* _Given instruction_
Starting at the line that contains "Could you point out the parapet" and ending at the last line of the items below, rewrite every line, requests included, with each point coordinate in the answers scaled by 0.45 and rounded to a whole number, halves up. Omit the pictures.

begin Materials provided

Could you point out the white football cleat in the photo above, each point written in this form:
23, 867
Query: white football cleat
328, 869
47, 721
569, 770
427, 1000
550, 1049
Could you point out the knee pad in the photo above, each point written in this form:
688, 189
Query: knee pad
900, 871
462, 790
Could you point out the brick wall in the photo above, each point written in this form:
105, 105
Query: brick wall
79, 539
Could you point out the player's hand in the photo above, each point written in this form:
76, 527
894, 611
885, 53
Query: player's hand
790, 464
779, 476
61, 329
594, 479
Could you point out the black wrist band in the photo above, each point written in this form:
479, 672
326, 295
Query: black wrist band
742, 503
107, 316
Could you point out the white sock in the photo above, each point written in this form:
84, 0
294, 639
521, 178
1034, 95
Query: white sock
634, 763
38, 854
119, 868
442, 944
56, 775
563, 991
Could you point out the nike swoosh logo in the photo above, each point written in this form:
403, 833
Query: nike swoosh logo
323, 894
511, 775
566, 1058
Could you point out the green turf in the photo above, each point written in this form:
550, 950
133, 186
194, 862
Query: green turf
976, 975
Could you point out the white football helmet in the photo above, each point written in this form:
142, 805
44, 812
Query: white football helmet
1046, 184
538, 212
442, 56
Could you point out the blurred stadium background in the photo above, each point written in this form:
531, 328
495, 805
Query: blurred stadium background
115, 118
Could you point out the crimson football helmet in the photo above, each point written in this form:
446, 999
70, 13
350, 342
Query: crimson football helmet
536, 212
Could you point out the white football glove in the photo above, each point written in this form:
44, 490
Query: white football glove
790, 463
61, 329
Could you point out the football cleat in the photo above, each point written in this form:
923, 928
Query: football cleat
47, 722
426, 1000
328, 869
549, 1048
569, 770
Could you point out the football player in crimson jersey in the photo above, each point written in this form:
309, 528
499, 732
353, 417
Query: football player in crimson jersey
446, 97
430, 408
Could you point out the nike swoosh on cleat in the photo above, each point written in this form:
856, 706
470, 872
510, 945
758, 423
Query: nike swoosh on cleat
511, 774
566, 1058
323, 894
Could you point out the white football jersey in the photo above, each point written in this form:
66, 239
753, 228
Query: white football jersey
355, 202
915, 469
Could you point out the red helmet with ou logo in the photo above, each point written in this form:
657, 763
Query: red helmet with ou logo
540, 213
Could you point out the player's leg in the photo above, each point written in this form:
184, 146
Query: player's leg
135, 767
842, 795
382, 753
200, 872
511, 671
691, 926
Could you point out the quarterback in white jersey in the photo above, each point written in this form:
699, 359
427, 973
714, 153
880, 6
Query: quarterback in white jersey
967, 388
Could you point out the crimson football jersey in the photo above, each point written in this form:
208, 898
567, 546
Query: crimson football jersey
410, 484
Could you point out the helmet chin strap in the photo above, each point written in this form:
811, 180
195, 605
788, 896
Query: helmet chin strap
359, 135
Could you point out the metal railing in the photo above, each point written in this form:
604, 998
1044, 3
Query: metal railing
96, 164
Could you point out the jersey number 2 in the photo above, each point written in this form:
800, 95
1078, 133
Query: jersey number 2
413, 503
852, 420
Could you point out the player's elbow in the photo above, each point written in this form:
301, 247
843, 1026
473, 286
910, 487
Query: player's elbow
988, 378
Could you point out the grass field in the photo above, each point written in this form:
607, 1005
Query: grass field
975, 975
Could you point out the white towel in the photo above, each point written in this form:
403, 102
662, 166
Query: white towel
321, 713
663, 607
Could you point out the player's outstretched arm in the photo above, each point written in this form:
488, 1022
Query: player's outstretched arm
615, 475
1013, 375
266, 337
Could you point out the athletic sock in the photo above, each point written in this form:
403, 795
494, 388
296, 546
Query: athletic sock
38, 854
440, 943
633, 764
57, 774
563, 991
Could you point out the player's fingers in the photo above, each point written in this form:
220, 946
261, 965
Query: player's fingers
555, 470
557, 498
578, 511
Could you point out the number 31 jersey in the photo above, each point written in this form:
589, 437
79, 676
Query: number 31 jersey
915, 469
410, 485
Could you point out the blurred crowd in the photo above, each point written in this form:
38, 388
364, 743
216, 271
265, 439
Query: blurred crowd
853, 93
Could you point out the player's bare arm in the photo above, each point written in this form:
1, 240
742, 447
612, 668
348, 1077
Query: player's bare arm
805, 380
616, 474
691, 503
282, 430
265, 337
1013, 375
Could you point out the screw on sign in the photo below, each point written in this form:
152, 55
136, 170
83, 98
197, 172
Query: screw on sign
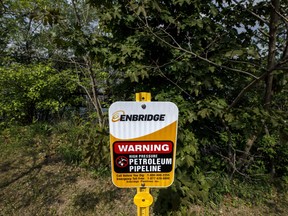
121, 161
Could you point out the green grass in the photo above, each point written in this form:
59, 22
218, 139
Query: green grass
37, 177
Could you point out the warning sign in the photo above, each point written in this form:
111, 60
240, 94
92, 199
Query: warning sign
143, 143
143, 156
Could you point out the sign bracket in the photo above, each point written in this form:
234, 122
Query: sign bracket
143, 199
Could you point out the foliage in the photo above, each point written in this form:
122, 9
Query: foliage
28, 93
224, 63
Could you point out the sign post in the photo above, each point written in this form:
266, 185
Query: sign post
143, 146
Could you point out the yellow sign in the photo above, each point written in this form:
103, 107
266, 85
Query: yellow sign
143, 143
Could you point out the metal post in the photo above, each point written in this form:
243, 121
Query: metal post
143, 199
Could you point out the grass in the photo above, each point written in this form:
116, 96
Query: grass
35, 179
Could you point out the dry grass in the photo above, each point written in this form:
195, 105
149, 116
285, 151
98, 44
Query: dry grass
34, 183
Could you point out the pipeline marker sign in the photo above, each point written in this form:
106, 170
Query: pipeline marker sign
143, 143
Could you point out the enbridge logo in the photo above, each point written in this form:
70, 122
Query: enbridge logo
121, 116
117, 115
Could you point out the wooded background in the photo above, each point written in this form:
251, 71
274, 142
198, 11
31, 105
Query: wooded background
224, 63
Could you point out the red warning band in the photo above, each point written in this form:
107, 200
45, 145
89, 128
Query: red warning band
143, 147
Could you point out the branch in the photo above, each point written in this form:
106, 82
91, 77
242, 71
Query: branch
161, 73
248, 87
252, 13
179, 47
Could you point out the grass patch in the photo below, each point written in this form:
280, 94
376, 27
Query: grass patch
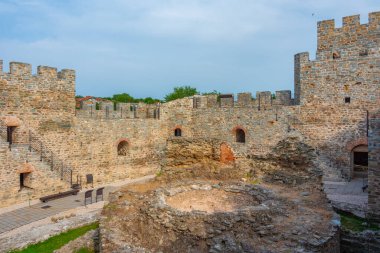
85, 250
57, 241
356, 224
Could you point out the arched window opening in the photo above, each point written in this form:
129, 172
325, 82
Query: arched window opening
336, 55
178, 132
240, 135
360, 161
122, 148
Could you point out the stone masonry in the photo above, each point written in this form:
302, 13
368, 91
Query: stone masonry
334, 108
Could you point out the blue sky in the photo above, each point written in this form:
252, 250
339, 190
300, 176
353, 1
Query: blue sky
146, 47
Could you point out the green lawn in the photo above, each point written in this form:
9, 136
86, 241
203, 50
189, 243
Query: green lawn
57, 241
85, 250
356, 224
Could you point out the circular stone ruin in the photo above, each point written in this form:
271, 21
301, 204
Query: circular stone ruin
206, 217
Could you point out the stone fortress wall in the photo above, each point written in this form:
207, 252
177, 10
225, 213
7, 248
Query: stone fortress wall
347, 66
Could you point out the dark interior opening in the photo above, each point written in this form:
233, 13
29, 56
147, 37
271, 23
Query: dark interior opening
21, 180
361, 158
10, 131
240, 136
178, 132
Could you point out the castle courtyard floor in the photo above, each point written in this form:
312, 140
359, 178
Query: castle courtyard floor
26, 215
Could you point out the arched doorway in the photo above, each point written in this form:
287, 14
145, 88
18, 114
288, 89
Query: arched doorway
240, 135
359, 161
226, 154
122, 148
178, 132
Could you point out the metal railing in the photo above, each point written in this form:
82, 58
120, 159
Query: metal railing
48, 156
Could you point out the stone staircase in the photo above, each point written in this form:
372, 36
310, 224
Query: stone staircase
44, 180
21, 153
330, 172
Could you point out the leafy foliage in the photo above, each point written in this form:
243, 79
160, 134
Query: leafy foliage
181, 92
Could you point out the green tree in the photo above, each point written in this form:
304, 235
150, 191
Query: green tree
181, 92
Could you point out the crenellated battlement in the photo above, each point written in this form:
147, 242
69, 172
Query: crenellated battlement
20, 69
349, 40
263, 100
47, 92
344, 71
327, 27
46, 79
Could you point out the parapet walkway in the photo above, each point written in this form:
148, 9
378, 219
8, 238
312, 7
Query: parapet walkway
25, 215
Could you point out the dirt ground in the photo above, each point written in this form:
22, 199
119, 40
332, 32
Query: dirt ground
210, 201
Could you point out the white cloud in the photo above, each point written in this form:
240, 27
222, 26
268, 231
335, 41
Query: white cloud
213, 43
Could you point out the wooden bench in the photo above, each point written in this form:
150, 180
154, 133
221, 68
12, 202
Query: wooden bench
59, 195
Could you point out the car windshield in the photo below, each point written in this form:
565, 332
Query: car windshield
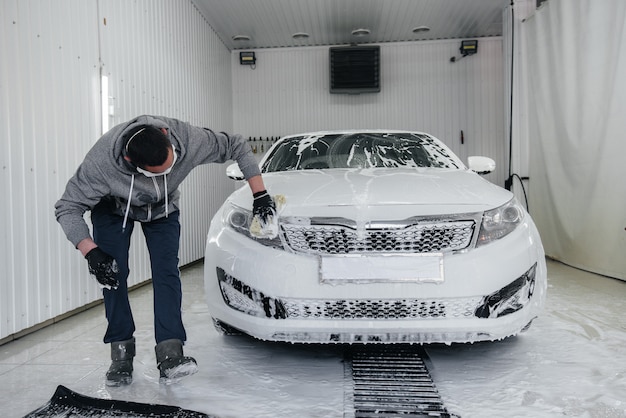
359, 150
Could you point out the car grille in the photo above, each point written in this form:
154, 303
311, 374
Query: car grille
381, 309
426, 237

end Materials provided

* _Output for this exercise_
Could you point out the parapet walkway in the photo above, each point written in this form:
148, 9
378, 219
8, 238
312, 7
Query: parapet walkway
11, 97
Could you point out the dirt ground in the photo above, each point written in this form:
22, 199
119, 40
332, 32
Query: dirt ground
95, 90
Could you point out the white cloud in the photo above, each point written in this form:
240, 27
222, 26
268, 231
335, 41
Query: white cloud
96, 19
Could you point out the wooden bench in the photo above, each point written in this form:
150, 180
154, 133
221, 68
12, 202
Query: wooden bench
27, 88
Could you point out the car windshield in the photo below, each point written in this form:
565, 332
Query: car windshield
162, 68
Could you point out the car grille in the photo above, each point written in this form:
154, 303
311, 374
Query: car grille
171, 139
192, 107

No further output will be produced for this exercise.